#### Task to carry out
Print out the records precisely, keeping each line identical to its source.

____________________

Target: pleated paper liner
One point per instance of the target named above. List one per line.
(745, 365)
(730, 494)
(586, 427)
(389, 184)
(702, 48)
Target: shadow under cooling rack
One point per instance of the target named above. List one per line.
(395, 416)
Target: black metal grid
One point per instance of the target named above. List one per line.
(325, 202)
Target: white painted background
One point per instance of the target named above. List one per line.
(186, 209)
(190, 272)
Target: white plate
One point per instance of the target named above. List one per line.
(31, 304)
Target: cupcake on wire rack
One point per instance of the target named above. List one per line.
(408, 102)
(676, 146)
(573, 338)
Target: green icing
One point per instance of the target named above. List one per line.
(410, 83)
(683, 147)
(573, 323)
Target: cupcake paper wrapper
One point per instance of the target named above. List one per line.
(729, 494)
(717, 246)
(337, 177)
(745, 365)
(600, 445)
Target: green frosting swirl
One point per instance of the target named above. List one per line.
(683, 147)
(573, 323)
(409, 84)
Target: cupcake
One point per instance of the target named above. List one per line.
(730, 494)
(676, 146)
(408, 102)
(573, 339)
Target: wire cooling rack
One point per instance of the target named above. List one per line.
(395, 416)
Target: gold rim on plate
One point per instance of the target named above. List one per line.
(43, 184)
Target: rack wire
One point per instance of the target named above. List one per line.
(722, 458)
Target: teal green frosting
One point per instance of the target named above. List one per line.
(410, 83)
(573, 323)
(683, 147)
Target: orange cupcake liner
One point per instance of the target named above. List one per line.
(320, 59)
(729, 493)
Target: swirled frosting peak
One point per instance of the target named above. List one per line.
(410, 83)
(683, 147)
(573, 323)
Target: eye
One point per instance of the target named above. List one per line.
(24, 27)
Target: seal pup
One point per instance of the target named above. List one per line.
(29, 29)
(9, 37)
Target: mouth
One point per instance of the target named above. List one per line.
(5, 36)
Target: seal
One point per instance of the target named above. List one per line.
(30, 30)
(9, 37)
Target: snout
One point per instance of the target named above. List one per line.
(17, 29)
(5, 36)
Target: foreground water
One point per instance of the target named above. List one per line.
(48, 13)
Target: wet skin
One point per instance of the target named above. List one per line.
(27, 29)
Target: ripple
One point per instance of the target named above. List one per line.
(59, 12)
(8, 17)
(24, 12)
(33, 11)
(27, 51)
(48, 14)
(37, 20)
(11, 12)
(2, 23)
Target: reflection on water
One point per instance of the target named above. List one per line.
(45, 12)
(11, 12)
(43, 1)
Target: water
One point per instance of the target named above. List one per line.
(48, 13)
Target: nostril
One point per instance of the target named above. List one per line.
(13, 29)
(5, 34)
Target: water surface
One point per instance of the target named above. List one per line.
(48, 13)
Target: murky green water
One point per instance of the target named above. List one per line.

____________________

#### Reply to the exercise
Target: pleated paper liner
One point per instance of the target named above. List one per line.
(745, 365)
(730, 494)
(586, 427)
(389, 184)
(702, 48)
Target: shadow under cooling rack
One point per instance of the target named above. List one per line.
(395, 416)
Target: black metal grid
One point per instance of the target named above. List one per line.
(325, 202)
Target: white painted background
One point per instance of the target named above. List one per line.
(186, 209)
(190, 272)
Target: white plate
One point per instance of the target named above. List one per line.
(31, 304)
Target: cupcake on wire rack
One point per instance of the target named above. List one per line.
(408, 102)
(676, 146)
(573, 338)
Target: green icing
One point per instance of the target named above. List one per line.
(410, 83)
(683, 147)
(573, 323)
Target: cupcake paper wrapper
One point per instance of the target named above. List one per line.
(729, 494)
(717, 246)
(337, 177)
(745, 365)
(600, 445)
Target: green frosting swirl
One point per instance of the target named above. List one per line.
(683, 147)
(573, 323)
(409, 84)
Target: cupcake
One point per instance of the target named above. List one per line.
(730, 494)
(676, 146)
(408, 102)
(573, 339)
Target: wire cooling rack
One point per instance of the target named above. List one per line.
(395, 416)
Target: gold rim on plate
One point per instance of the target named above. List one per line.
(43, 184)
Target: rack wire
One point per instance of the target named above. List one per line.
(722, 458)
Target: teal green frosting
One point per instance of the target named above. List one per line.
(410, 83)
(573, 323)
(683, 147)
Target: orange cupcake liner
One point per instance of the target named above. List one per line.
(320, 59)
(729, 493)
Target: swirled frosting peak
One point per instance of the target named above. List one per line.
(410, 83)
(683, 147)
(573, 323)
Target: eye
One point per instance of the target named above. List one per line.
(24, 27)
Target: seal pup
One point per instance of the target named above. List one per line.
(29, 29)
(9, 37)
Target: mouth
One point per instance of the target named above. List one per line.
(5, 36)
Target: seal
One point per instance of the target named above. List one per line.
(30, 30)
(9, 37)
Target: snout
One point per instance of the target named above. List one per line.
(17, 29)
(5, 36)
Target: foreground water
One point per instance of the target named above. List one per line.
(48, 13)
Target: wet skin
One point per instance of the target named above. List one per line.
(27, 29)
Target: ripple
One point per instance of the target named above. List one per line.
(59, 12)
(8, 17)
(24, 12)
(33, 11)
(27, 51)
(48, 14)
(37, 20)
(11, 12)
(2, 23)
Target: reflection on water
One point per instance of the target named above. List one per line.
(45, 12)
(11, 12)
(43, 1)
Target: water
One point per instance of the target named above. List one per line.
(48, 13)
Target: nostril
One point per instance of the target named above. List one per line.
(13, 29)
(5, 34)
Target: water surface
One point per instance of the target named above. List one per line.
(48, 13)
Target: murky green water
One point per instance of the target named above. List one per line.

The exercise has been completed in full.